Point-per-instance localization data
◇ ◇ ◇

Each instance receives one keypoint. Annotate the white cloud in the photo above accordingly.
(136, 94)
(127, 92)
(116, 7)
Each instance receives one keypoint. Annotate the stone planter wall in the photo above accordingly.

◇ ◇ ◇

Your objective:
Each entry shown above is to be duplicated exactly.

Response to this exercise:
Each instance receives one keypoint. Annotate the white cloud in the photo above accordingly.
(136, 94)
(127, 92)
(116, 7)
Each instance receives one keypoint. Annotate the stone planter wall in the photo above accordingly.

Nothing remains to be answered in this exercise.